*Material provided*

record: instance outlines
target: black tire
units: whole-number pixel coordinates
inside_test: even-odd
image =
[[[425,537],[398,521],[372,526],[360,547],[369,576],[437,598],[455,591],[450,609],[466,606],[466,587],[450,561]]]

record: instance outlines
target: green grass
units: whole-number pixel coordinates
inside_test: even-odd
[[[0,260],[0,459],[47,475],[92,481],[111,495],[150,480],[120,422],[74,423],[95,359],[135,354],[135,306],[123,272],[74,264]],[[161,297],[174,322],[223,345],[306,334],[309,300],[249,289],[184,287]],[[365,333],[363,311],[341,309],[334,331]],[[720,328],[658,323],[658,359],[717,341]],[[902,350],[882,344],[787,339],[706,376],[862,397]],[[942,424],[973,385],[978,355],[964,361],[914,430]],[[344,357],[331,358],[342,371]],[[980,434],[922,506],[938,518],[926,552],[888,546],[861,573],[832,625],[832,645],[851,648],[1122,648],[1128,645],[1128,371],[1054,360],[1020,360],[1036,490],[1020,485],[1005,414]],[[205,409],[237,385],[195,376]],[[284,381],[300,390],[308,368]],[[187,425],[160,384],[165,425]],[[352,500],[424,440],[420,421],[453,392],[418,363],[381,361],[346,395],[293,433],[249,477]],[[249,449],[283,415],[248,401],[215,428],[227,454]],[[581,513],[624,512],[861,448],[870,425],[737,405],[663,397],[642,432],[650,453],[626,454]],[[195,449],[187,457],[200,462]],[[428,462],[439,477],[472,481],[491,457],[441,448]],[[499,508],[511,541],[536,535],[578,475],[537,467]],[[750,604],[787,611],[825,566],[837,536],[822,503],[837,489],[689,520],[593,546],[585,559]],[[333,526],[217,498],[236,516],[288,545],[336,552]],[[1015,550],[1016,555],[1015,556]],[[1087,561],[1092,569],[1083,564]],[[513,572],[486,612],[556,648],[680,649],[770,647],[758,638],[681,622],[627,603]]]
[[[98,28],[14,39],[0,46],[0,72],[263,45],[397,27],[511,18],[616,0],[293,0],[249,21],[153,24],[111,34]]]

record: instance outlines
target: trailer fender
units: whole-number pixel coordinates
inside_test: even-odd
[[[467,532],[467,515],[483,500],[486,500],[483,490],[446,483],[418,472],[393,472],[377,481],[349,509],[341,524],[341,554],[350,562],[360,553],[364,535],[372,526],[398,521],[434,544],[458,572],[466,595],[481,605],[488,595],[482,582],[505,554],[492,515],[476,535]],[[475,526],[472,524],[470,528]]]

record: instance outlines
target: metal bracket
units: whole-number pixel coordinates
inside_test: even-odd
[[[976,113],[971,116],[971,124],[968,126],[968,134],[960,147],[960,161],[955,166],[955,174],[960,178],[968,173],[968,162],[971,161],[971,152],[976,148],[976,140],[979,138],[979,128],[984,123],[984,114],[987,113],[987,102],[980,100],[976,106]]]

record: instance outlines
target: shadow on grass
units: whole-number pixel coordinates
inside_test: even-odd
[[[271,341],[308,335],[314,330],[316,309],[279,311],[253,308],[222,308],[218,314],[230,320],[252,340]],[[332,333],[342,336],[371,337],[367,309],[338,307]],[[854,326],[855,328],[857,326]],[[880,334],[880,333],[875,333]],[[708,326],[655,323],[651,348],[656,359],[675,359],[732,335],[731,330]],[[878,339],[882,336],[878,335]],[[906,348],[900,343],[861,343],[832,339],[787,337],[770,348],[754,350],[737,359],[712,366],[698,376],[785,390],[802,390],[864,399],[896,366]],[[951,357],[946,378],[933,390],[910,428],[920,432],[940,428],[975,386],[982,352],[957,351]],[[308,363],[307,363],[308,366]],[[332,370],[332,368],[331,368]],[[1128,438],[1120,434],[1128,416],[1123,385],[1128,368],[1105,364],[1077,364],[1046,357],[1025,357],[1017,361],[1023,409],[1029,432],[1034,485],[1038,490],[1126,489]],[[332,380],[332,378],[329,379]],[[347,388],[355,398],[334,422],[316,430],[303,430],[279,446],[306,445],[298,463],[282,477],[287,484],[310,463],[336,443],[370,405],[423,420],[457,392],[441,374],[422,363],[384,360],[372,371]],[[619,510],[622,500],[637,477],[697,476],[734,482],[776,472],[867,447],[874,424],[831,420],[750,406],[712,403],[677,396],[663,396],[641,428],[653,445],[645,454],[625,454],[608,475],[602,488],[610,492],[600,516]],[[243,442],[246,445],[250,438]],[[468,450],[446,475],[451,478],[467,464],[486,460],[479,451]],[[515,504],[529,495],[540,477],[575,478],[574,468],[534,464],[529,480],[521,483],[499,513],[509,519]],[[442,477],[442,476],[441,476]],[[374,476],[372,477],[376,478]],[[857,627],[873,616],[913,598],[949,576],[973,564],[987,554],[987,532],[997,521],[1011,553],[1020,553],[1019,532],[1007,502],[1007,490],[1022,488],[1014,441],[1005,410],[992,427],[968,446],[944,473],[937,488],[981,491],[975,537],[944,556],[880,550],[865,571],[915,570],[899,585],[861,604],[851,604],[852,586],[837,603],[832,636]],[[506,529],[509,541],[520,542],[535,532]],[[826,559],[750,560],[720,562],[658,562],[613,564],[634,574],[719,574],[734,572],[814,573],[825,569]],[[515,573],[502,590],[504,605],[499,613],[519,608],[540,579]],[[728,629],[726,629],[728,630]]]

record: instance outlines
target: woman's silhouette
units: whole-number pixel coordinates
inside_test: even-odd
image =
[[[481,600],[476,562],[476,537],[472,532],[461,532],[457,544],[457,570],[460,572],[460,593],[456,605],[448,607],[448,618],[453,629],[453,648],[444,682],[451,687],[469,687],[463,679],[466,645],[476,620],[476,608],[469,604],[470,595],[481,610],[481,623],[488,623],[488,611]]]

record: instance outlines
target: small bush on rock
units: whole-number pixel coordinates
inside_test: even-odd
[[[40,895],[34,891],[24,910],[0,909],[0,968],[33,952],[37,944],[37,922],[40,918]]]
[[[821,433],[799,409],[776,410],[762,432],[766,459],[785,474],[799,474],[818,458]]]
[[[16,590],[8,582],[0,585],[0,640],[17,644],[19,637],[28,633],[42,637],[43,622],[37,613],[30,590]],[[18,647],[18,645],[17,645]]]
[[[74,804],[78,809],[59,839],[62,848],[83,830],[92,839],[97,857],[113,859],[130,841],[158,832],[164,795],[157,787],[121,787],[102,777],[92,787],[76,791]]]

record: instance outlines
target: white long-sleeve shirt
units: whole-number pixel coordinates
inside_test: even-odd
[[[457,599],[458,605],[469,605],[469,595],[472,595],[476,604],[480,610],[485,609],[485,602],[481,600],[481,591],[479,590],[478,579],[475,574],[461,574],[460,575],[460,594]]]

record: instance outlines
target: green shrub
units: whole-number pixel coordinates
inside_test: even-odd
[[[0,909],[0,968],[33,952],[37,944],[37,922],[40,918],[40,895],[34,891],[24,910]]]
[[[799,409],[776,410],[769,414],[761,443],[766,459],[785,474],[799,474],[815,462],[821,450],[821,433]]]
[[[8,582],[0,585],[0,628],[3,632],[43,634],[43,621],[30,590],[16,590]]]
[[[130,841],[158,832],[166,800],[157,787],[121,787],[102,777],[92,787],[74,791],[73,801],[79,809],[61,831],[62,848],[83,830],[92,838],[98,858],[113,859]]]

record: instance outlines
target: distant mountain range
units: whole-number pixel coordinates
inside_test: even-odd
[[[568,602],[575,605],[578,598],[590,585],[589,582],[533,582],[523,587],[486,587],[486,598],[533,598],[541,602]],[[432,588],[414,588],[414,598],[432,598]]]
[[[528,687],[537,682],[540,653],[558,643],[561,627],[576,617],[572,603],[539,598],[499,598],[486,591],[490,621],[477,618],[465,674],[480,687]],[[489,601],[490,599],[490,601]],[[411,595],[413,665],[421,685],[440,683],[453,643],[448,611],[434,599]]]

*To do*
Find each line in the entries above that contains the word "green", and copy those lines in their original order.

*Answer for this exercise*
target: green grass
target: green shrub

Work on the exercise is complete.